* **Assignment**
Write out the data that follows. Keep every character unchanged.

------ Record extracts ------

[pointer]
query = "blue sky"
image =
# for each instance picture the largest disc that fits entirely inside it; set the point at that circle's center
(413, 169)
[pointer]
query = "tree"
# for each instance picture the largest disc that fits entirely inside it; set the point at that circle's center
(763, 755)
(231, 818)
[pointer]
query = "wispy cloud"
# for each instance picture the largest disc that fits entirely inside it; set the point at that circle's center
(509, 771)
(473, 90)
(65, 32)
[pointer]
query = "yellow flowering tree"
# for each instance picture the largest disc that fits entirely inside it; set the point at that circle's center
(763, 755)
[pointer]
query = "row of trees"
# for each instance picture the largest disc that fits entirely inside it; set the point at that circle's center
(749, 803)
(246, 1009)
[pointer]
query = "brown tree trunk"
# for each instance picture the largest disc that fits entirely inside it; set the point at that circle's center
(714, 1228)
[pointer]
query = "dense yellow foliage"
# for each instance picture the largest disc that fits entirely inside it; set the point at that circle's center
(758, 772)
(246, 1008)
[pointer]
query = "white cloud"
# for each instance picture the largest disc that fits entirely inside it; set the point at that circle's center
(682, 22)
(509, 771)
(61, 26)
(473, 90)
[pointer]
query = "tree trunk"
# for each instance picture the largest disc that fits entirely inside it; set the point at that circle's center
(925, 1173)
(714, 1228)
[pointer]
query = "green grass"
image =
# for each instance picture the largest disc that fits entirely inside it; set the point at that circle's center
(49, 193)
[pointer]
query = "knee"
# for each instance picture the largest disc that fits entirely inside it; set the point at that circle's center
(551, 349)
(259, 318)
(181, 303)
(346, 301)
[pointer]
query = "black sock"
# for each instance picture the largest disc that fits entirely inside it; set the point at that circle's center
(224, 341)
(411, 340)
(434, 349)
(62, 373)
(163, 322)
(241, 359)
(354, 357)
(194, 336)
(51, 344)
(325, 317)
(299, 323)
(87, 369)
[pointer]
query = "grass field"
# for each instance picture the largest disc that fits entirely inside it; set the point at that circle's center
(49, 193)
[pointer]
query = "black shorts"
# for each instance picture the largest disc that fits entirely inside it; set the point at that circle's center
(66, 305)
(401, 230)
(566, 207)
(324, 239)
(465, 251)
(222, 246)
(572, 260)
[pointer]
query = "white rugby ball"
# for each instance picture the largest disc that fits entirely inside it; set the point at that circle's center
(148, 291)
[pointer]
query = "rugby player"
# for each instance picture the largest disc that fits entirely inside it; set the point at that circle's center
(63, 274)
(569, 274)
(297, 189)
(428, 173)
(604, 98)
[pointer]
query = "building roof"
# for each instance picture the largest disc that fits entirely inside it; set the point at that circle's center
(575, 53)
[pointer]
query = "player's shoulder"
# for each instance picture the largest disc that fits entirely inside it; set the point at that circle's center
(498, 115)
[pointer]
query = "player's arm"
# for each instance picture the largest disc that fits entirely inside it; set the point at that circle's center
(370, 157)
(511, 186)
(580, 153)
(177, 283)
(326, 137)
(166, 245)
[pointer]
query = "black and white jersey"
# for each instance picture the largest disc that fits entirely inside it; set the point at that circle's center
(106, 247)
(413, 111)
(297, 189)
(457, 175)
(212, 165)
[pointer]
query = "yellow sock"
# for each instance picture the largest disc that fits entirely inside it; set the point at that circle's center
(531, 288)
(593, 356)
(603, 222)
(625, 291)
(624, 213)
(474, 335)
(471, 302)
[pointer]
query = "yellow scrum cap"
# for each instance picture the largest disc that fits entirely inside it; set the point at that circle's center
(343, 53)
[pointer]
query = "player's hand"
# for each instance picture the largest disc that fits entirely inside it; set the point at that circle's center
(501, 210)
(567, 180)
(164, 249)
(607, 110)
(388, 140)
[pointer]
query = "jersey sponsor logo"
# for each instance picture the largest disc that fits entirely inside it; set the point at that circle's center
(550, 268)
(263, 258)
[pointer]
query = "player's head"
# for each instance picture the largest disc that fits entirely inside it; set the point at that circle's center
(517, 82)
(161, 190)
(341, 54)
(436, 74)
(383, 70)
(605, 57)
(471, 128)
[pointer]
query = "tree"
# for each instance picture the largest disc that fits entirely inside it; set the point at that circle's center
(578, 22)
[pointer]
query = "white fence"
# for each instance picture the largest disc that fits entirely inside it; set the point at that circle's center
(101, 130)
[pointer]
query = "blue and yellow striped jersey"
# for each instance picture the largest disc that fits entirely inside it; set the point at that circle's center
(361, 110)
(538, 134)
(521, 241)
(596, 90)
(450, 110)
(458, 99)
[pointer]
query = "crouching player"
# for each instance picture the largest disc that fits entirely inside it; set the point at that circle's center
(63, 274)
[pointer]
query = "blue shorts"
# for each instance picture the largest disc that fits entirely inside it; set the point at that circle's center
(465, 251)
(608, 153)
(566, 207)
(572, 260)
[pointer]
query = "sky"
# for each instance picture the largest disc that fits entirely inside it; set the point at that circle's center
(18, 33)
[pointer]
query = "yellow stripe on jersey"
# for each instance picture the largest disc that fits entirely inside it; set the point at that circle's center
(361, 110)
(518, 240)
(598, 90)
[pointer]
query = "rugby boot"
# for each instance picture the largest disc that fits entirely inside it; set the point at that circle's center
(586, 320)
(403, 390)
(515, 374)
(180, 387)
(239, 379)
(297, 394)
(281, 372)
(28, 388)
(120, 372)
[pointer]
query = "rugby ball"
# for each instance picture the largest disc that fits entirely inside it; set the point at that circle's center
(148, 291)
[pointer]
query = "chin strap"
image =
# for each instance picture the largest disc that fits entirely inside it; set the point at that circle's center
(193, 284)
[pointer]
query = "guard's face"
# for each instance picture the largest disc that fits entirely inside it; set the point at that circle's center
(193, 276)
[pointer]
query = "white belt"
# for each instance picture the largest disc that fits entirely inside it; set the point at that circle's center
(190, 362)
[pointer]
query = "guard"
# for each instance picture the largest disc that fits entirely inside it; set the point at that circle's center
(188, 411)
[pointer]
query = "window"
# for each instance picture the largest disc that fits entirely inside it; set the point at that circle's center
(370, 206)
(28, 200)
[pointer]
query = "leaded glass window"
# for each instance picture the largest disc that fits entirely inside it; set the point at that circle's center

------

* **Result of the exercise**
[pointer]
query = "blue sky"
image =
# for each instance picture the largest disc that fits entirely inside it; set the point at that circle's center
(413, 169)
[pointer]
query = "tree"
# for each instance picture the largest disc that fits entirely inside it; set the point at that circle's center
(763, 755)
(231, 818)
[pointer]
query = "wispy cloud"
# for each instance picture the largest disc that fits entirely inside it; set the point at that circle's center
(509, 771)
(473, 90)
(65, 32)
[pointer]
query = "yellow flowering tree"
# for each instance picture the largest disc that fits entirely inside it; set the point at that circle's center
(763, 755)
[pointer]
query = "row of trees"
# for each instance picture the largest disc that fits entirely inside it; set the point at that circle's center
(749, 803)
(246, 1009)
[pointer]
query = "brown tree trunk"
# for each instance picture the largest disc that fits entirely inside it; set the point at that circle's center
(714, 1228)
[pointer]
query = "dense yellow foliage"
# for each instance picture the largest disc that fits entirely inside it; set the point at that circle's center
(758, 772)
(246, 1008)
[pointer]
query = "white cloud"
# for each instance picture the largest disc that fits entirely inside it; set the point at that circle's center
(682, 22)
(509, 771)
(61, 26)
(473, 90)
[pointer]
query = "tree trunk"
# for each instance picture the largest disc that fits entirely inside it; set the point at that circle's center
(925, 1173)
(714, 1228)
[pointer]
query = "green grass"
image =
# for each instance picture the largest disc that fits entirely inside it; set the point at that circle's center
(49, 193)
[pointer]
query = "knee"
# for each instance picture the largest disc that fits entirely inside it; set the point at that circle's center
(551, 349)
(259, 318)
(181, 303)
(346, 301)
[pointer]
query = "black sock"
# for each instance picture the largest disc that fits entirely inside it; set the point at that circle's center
(224, 341)
(411, 340)
(434, 349)
(62, 373)
(163, 322)
(241, 359)
(354, 357)
(194, 336)
(51, 344)
(325, 317)
(299, 323)
(87, 369)
[pointer]
query = "grass field"
# for each instance picture the largest disc that fits entirely inside it; set the point at that circle's center
(49, 193)
[pointer]
query = "black shorts"
# for each instance picture the largest disc that fits entirely inside it; set the point at that circle's center
(66, 305)
(401, 230)
(566, 207)
(324, 239)
(465, 251)
(222, 246)
(572, 260)
[pointer]
query = "white rugby ball"
# for each instance picture the largest disc that fits entirely inside it; set the point at that circle's center
(148, 291)
[pointer]
query = "rugby player"
# for each instance picture the largest disc that fits entirely inside it; set the point at that circle's center
(63, 274)
(569, 274)
(297, 189)
(428, 173)
(604, 98)
[pointer]
query = "building roof"
# for each instance picture the largest disc that fits entirely inside it; set the point at that circle's center
(575, 53)
[pointer]
query = "player's shoulder"
# for each instance picture the largest disc that fits entirely inside it; set the point at that circle's center
(498, 115)
[pointer]
query = "player's arm"
# for each instance picture the largest disc that fits entirely inside it; set the point at that circle's center
(370, 157)
(511, 186)
(580, 153)
(177, 283)
(326, 137)
(166, 245)
[pointer]
query = "black and white jersey"
# for each instance picture the largest disc that fits entirely inside it; set the point at that circle's center
(106, 247)
(413, 111)
(297, 189)
(457, 175)
(212, 165)
[pointer]
query = "yellow sock"
# for each instance picture the largest disc that fits entirely inside it; set the point at that circle's center
(531, 288)
(593, 356)
(603, 222)
(625, 291)
(624, 213)
(474, 335)
(471, 302)
[pointer]
query = "yellow scrum cap"
# for each instance picture the largest disc that fits entirely inside it; set the point at that circle's center
(343, 53)
[pointer]
query = "player's hand"
# for each instance picture the largest disc that fits entirely inside it; set the point at that circle's center
(501, 210)
(567, 180)
(164, 249)
(607, 110)
(388, 140)
[pointer]
query = "jersey sponsor logo"
# for each instance picture the largest disc that fits entirely inside it; set the point at that circle's center
(550, 268)
(263, 258)
[pointer]
query = "player's head"
# for each instance picture the largest disc that fits entirely inside it; set the point at that circle's center
(517, 82)
(161, 190)
(341, 54)
(436, 74)
(383, 70)
(605, 57)
(471, 128)
[pointer]
query = "tree"
# for each instance picture the largest disc that fits entirely inside it; set the point at that circle's center
(578, 22)
[pointer]
query = "white fence"
# for each instance picture the largest disc that fits entirely inside it; set the point at that circle's center
(101, 130)
[pointer]
query = "blue and yellow striped jersey"
# for each instance picture the largest disc that fits entirely inside it; set the point at that circle's center
(361, 110)
(538, 134)
(521, 241)
(596, 90)
(450, 110)
(458, 99)
[pointer]
query = "crouching player"
# for each instance picture the largest disc that fits entirely inside it; set the point at that circle's center
(63, 274)
[pointer]
query = "blue shorts"
# for each instance picture the largest disc that fits entirely inside it; set the point at that circle's center
(465, 251)
(608, 153)
(566, 207)
(572, 260)
[pointer]
query = "sky"
# for each instance picture the largest disc that fits entirely inside it; set the point at that circle's center
(18, 33)
[pointer]
query = "yellow stripe on jersey"
# for each instance picture the largest disc that fits entirely inside it; set the point at that circle's center
(361, 110)
(518, 240)
(598, 90)
[pointer]
query = "rugby boot"
# for each instance picture the largest disc that fits entirely inside it; set the point at that circle's center
(586, 320)
(403, 390)
(515, 374)
(180, 387)
(239, 379)
(297, 394)
(281, 372)
(28, 388)
(120, 372)
[pointer]
query = "rugby ball"
# for each instance picture the largest disc that fits entirely inside it; set the point at that circle's center
(148, 291)
[pointer]
query = "chin strap"
image =
# for each instance picture the largest disc that fits entirely inside it; set the point at that circle's center
(193, 284)
[pointer]
query = "guard's face"
# for each instance picture the largest disc that fits entirely inside it; set the point at that circle's center
(193, 276)
[pointer]
query = "white belt"
# for each instance picture the largest disc that fits entirely inside it; set the point at that circle's center
(190, 362)
[pointer]
query = "guard"
# for each instance picture the largest disc that fits entirely inside it; set the point at that circle's center
(188, 411)
[pointer]
query = "window"
# for each instance picture the largest disc that fits entirely inside it; set the point at that circle's center
(370, 206)
(28, 200)
[pointer]
query = "leaded glass window"
# for each instance picture the largest disc that fits entirely inside it; set the point at that circle's center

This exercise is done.